• _Excerpt to read_:

The ceasefire, in which the US and Israel agreed to halt strikes in return for Iran reopening the Strait of Hormuz, quickly came under strain.

Iran kept its de facto blockade on the passage of oil tankers through the strait on Wednesday after Israel launched a massive bombing campaign in Lebanon targeting Hizbollah, its most important proxy.

And though the US and Iran had been expected to hold talks in Islamabad this weekend, Iran threatened to withdraw from the deal altogether if the attacks continued.

Iranian state television channel Press TV cited a senior security official calling the ceasefire “fragile and temporary” and warning that Israel was violating the deal by attacking Lebanon.

Reza, a cashier scanning groceries at a large supermarket in the neighbourhood of Gisha, echoed the widely held sentiment that it was only a matter of time until war returned to their lives. “They’re only buying time to attack again,” he said of the US. “The war isn’t over. It’s just a pause so they can regroup and hit us again.”

(Saved data entries)
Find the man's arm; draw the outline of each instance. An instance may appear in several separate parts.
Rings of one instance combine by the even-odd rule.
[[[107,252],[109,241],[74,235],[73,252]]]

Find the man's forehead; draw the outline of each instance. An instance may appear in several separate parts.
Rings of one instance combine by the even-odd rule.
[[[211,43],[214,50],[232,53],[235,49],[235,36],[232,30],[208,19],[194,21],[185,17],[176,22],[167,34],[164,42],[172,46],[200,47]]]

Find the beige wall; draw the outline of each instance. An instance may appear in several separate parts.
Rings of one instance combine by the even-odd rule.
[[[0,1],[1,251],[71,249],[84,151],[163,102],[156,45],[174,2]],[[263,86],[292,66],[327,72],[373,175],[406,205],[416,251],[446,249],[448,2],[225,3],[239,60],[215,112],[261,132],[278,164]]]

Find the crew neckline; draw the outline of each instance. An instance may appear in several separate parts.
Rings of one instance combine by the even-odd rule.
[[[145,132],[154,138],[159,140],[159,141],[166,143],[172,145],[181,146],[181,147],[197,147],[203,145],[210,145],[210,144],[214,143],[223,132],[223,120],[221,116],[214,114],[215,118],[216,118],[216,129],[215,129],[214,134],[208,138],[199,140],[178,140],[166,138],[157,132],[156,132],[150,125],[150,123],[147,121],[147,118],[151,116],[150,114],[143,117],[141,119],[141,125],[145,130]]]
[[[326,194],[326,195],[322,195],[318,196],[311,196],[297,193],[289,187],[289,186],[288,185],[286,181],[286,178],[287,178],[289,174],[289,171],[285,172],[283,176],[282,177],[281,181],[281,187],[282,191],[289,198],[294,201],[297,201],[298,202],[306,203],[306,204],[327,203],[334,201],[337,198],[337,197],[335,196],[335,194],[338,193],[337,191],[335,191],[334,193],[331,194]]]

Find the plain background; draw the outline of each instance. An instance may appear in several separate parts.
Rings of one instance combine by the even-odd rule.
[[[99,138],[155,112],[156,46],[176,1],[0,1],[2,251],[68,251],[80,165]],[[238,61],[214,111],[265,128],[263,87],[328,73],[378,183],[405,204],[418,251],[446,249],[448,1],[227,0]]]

• _Problem requirements_:
In the excerpt on the Iran ceasefire, how did the senior security official cited by Press TV describe the ceasefire?

• _Exercise solution_:
As "fragile and temporary."